Line by line, copy the data below exactly.

[Records from a data source]
┌──

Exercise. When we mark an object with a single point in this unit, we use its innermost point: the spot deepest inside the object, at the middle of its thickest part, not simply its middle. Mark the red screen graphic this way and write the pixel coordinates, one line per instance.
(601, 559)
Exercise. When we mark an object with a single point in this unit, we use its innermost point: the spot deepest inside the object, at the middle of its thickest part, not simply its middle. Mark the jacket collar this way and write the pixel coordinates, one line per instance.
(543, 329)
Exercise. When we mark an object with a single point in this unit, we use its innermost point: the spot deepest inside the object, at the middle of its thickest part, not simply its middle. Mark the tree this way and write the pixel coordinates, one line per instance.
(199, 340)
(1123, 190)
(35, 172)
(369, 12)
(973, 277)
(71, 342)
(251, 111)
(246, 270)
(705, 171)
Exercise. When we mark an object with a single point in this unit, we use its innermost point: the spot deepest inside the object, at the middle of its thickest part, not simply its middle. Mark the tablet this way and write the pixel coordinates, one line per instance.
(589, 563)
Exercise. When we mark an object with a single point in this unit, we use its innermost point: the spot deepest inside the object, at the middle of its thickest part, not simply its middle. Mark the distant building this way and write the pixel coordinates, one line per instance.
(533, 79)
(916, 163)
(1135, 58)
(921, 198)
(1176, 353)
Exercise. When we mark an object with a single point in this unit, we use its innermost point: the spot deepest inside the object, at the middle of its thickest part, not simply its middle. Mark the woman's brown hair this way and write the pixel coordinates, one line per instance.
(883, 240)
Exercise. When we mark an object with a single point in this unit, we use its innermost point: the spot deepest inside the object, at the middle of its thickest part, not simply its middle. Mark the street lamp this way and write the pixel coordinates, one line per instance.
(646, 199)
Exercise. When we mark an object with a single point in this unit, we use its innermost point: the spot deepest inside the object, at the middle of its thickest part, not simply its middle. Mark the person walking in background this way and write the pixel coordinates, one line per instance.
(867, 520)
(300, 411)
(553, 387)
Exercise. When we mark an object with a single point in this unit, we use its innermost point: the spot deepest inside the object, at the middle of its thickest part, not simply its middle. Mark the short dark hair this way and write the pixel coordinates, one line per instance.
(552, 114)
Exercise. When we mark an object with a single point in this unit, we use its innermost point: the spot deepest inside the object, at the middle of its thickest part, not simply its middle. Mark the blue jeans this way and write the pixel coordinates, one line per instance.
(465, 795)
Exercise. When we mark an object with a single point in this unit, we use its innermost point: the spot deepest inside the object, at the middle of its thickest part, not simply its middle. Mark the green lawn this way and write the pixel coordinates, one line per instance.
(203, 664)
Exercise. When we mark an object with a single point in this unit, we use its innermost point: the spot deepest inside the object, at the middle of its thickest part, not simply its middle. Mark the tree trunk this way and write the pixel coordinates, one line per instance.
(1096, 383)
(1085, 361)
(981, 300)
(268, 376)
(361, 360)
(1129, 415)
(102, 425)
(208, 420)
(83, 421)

└──

* [Written solution]:
Exercise. When we mark an object with a single point in this unit, we use its innermost point: the spot deepest inside the object, at the middle of its thickest part, not simply its middle. Mark the red screen graphic this way and write the pixel coordinates, one line per instance.
(601, 559)
Exercise. When we mark an object with a single point in this unit, we use its innermost point: the spot deepest inside the object, at the middle of its thickest part, not simply its middle. Mark the jacket collar this way and write the pixel coordinates, one line per instance.
(543, 329)
Exercise. When we mark an object with a single point in this unit, we use its innermost point: the spot deepest inside the object, at the middle of its thickest part, not simply its middle. Mark the tree this way and write the pixel coordinates, one line per instance.
(199, 340)
(1123, 190)
(35, 172)
(369, 12)
(973, 277)
(71, 342)
(251, 111)
(246, 270)
(705, 171)
Exercise. When we mark an object with a single point in this unit, we use its innermost point: the spot deepest inside the object, at the middle of its thickest part, not simply its middle. Mark the tablet this way and write the pixel coordinates, one line per instance.
(589, 563)
Exercise. When we mark an object with a single point in this unit, we use its innermost point: the spot deepest inside the object, at the middle of its thickest part, not simply its middle. Mark the distant building this way and write the pixel coordinates, one line per instance.
(533, 79)
(916, 163)
(1135, 58)
(921, 198)
(1176, 353)
Exercise. When we mark an object with a single point in this unit, we use its innermost point: the spot deepest inside the object, at the middle of its thickest part, not simply its middle. Mark the woman's brown hair this way and write the pixel coordinates, one line per instance.
(883, 240)
Exercise. When we mark an object with a single point in this unit, we use its innermost point: the spot deepest inside the object, at the middle of its thickest part, not simply its middle. Mark the street lamp this way and write the pixel coordinates, one line per instance.
(646, 199)
Exercise. When we mark an object with a single point in this unit, we use its innermost point: the spot deepest inside the object, at the middle of its thickest part, not simply its middle. Mark the person walking in background this way and write the pixel coordinates, one line per instance.
(867, 520)
(300, 411)
(553, 387)
Exercise. When we mark an object with a single point in this unit, we use its innermost point: the spot deepest inside the object, at the middle of its thickest part, not simply its middle. Mark the short dark hair this way and write the pixel coordinates, one line per instance.
(552, 114)
Exercise. When we mark an object with a single point in this unit, we use its innermost point: the spot deepest inside the object, at the middle of its thickest part, not simply its middle. Mark the blue jeans this way and write the pixel coordinates, one line per instance.
(465, 795)
Exercise. When we mark an object with a single point in this unit, we use its innermost point: the spot deepest inside the object, at the middle of its thickest part, not simply its middle. Mark the green lawn this way and write the pixel coordinates, one line per instance.
(203, 664)
Exercise. When we mark an object with a single point in this unit, we use its innermost point: the spot deepest inside the object, at the middle of its thickest part, not simply its middle. Mark the tree trunk this way and write the pixel coordinates, one line per instance.
(1096, 383)
(1085, 361)
(981, 300)
(268, 376)
(361, 360)
(1129, 415)
(102, 425)
(208, 420)
(83, 421)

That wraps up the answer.